====== RAW DATA ======
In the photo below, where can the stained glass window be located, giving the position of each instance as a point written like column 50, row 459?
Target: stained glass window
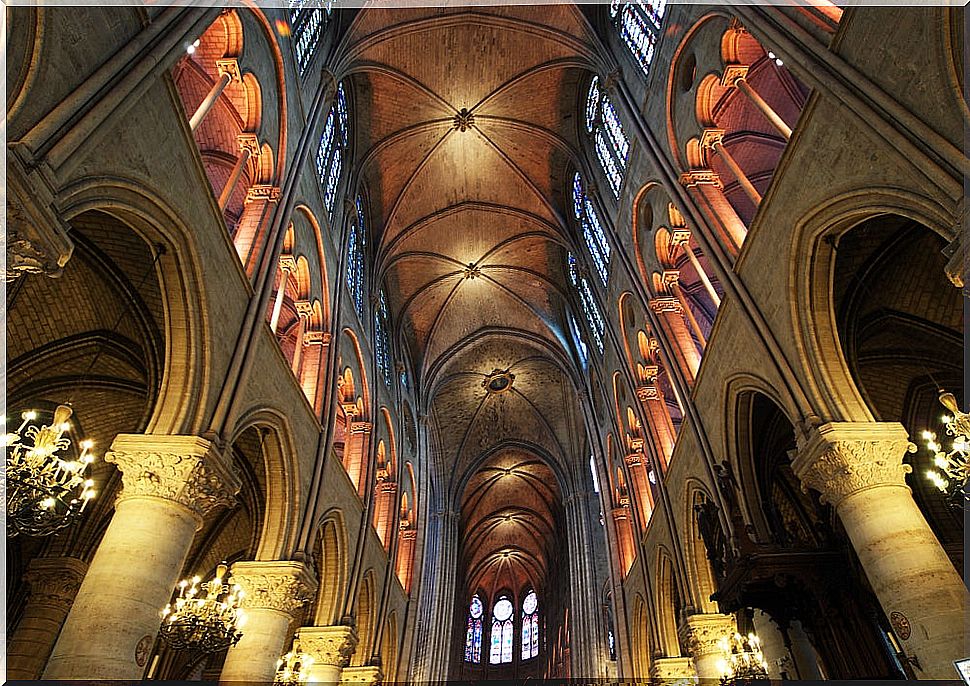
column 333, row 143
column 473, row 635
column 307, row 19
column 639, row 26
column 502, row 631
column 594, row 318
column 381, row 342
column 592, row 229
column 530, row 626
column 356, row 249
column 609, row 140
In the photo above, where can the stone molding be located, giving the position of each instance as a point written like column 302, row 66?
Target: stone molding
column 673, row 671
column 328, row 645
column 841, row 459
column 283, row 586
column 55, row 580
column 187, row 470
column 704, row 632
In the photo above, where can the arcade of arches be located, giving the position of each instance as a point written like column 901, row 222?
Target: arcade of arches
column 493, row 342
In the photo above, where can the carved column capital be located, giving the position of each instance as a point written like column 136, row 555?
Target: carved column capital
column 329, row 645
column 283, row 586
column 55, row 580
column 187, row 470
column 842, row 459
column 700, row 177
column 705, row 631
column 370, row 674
======
● TASK DIRECTIONS
Can you rewrite these lines with "stone molding" changed to "stone cornice" everywhere it occurs, keeping everything else the same and leaving the pictures out?

● RESULT OF THIS EXERCISE
In the photo below, where can the stained glass window be located, giving the position of each instance as a point written like column 50, row 459?
Target: stained glass window
column 333, row 143
column 473, row 635
column 307, row 19
column 639, row 26
column 502, row 631
column 594, row 318
column 381, row 342
column 592, row 229
column 530, row 626
column 356, row 249
column 609, row 140
In the photo above, where can the stone cornice be located, giving the position of each instance as a point written like column 302, row 66?
Target: stone cornice
column 673, row 671
column 328, row 645
column 841, row 459
column 283, row 586
column 55, row 580
column 187, row 470
column 704, row 632
In the photo above, where can the arcade of arches be located, giving the position of each instance as a point written like column 901, row 222?
Target: arcade of arches
column 493, row 342
In the photo above, where can the carved column capital be located, giving the position of each instance as a point written like column 136, row 555?
Target: carved column capital
column 329, row 645
column 283, row 586
column 55, row 580
column 187, row 470
column 842, row 459
column 700, row 177
column 705, row 631
column 370, row 674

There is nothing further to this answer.